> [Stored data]
——————————
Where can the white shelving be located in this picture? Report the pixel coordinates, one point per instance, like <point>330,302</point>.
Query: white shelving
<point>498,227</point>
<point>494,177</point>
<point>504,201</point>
——————————
> [WRITTEN PROBLEM] Copy every one of the entries above word for word, without changing anything.

> [SOLUTION BELOW]
Where can the white shelving be located in this picture? Report the pixel coordinates, one point per instance, like <point>330,302</point>.
Query: white shelving
<point>498,227</point>
<point>494,177</point>
<point>504,201</point>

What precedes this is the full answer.